* Written instruction A: Reproduce the blog post on 2 Nephi 12:16 word for word, starting at "But the Book" and ending at "lost neither phrase.".
* Written instruction B: Can you write the next part of the blog post on the Book of Mormon's "ships of the sea" verse, picking up right after its final sentence?

* Text extract:
## START

Monday, June 25, 2007

Upon All the Ships of the Seas

I rarely post over on RfM (Recovery from Mormonism) any more because it's a little hostile for my tastes (meaning disagreement is more often met with name calling and accusations of being a mormon apologist troll than any kind of reasoned debate) I still drop in for the occasional nugget information or juicy news.

Tonight I found one that addresses one of my few unanswered Mormon questions.

The title of this post should link to Brent Metcalf's web site which I'd never visited before. It has an essay about an interesting passage in the Book of Mormon.

While I was on my mission in Bolivia I diligently read every doctrinal and historical church book I could get my hands on. I remember reading about 2 Nephi 12:16. What's so important about that verse? Nothing from a doctrinal standpoint, but when you compare it to its corresponding verse in Isaiah 2:16 you'll see that it adds a phrase. The King James Bible says:
And upon all the ships of Tarshish, and upon all pleasant pictures.
But the Book of Mormon says:
And upon all the ships of the sea, and upon all the ships of Tarshish, and upon all the pleasant pictures.
The footnote in the Mormon edition of the King James Bibles makes the following claim which I found quite compelling:
16a The Greek (Septuagint) has “ships of the sea.” The Hebrew has “ships of Tarshish.” The Book of Mormon has both, showing that the brass plates had lost neither phrase.
For those unfamiliar with Mormon doctrine and the Book of Mormon, the Book of Mormon extensively quotes from the book of Isaiah in the Bible and is almost word for word identical to the King James version. The Book of Mormon states that the passages come from plates of brass that Nephi stole from their Jewish caretaker in Jerusalem prior to leaving for the promised land. Therefore, one would expect it to be a close to the original writings of Isaiah. This verse seems like evidence that the Book of Mormon preserved an obscure phrase that was dropped over the years as a result of translation or transcribing or something.

If Joseph Smith were plagiarizing the Bible, the how in the world could he have known to add back in that phrase that the Septuagint had, but was missing from his edition of the Bible? He couldn't have, right? Surely an unschooled farm boy couldn't have done this.

That is the argument of the church's apologists and since it agrees with their preconceived conclusions they stop there and don't dig deeper.

As with so many other things Mormon, the answer is quite simple. Click on the Book of Mormon link over on the web site and you'll find a single essay by David P. Wright that provides a pretty straightforward explanation. Many bible commentaries of the time correctly explained that "ships of Tarshish" was commonly translated as ships of the sea and the proper noun "Tarshish" was commonly rendered as "sea" by translators.

## END

[Dataset records]
## START

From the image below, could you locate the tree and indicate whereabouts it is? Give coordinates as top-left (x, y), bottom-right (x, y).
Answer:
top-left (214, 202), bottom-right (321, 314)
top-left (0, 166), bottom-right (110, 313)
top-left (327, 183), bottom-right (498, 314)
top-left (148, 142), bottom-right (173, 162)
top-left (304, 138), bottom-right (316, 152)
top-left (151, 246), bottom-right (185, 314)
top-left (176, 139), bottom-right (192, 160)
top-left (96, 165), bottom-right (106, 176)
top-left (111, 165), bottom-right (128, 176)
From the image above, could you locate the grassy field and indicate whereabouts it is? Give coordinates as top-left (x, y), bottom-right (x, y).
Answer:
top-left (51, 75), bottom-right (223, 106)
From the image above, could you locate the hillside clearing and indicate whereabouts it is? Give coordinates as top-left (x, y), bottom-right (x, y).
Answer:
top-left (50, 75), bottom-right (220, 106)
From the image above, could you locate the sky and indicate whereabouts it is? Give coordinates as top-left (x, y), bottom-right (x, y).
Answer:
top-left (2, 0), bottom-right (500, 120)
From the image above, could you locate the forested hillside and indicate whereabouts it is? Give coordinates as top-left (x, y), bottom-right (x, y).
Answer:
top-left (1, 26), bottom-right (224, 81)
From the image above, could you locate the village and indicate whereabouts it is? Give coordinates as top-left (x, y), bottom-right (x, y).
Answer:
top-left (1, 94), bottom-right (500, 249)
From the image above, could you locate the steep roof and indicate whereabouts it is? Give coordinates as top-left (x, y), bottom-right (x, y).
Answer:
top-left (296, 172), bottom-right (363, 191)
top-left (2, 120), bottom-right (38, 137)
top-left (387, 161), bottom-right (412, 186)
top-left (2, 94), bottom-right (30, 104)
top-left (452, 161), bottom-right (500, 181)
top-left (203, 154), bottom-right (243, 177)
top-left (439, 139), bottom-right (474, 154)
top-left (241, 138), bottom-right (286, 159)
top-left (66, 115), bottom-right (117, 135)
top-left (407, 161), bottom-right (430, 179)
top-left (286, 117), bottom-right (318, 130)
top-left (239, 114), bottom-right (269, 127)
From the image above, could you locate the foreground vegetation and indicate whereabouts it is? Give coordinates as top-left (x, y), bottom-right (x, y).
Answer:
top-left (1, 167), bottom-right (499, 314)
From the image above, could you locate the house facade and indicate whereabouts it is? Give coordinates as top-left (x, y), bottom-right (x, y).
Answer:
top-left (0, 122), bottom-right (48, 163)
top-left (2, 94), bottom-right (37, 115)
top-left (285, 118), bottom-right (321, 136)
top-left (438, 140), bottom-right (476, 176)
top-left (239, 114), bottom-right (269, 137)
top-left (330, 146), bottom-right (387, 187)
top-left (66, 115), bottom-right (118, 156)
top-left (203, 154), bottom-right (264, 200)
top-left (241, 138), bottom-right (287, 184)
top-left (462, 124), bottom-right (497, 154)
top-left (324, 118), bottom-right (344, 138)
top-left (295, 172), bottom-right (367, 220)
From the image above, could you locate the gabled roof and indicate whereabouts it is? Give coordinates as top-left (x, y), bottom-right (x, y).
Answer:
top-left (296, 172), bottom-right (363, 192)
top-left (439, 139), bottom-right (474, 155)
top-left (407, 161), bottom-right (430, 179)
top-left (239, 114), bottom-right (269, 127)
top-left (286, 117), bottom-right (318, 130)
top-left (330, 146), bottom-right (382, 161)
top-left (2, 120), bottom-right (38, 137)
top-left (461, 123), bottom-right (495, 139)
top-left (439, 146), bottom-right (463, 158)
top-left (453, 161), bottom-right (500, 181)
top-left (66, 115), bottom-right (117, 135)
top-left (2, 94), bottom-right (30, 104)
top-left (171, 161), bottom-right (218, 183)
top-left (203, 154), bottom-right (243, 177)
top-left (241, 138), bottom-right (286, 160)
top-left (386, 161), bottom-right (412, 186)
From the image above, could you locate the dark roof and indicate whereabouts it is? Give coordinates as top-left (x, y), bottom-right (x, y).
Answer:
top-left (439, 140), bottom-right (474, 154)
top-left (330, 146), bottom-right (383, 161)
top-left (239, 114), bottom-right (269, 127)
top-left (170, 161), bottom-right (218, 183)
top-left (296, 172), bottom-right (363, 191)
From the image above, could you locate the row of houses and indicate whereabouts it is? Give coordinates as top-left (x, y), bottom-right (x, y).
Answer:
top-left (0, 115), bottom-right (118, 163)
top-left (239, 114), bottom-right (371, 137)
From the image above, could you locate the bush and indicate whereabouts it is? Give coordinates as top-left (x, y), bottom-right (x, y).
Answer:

## END

* Task answer A:
But the Book of Mormon says:
And upon all the ships of the sea, and upon all the ships of Tarshish, and upon all the pleasant pictures.
The footnote in the Mormon edition of the King James Bibles makes the following claim which I found quite compelling:
16a The Greek (Septuagint) has “ships of the sea.” The Hebrew has “ships of Tarshish.” The Book of Mormon has both, showing that the brass plates had lost neither phrase.

* Task answer B:
To quote Wright's article:
The many pre-1829 editions of Thomas Scott's The Holy Bible Containing the Old and New Testaments (Philadelphia: 1810-12; New York: 1812-15; Boston: 1823-24, 1827) also cite Lowth's comment:
 [[   View the original source   ]] 'Ships of Tarshish signify in scripture, any trading or merchant ships: accordingly here the Septuagint render the words "ships of the sea," as our old English translation does: Ps. xlviii. 7.' (Lowth.)[16]
¶16 The appearance of this datum in so many printed sources indicates that it was not obscure, but relatively well-known. Joseph Smith could have learned about it from any one of these commentaries, or, as is far more likely, from sermons he heard or conversations he had on biblical subjects with those who might have known this particular Bible "fact." Smith may have come by this bit of information specifically via Methodist influence, since John Wesley's teachings provided the matrix for Methodism—a religion for which Smith had felt a passing affinity.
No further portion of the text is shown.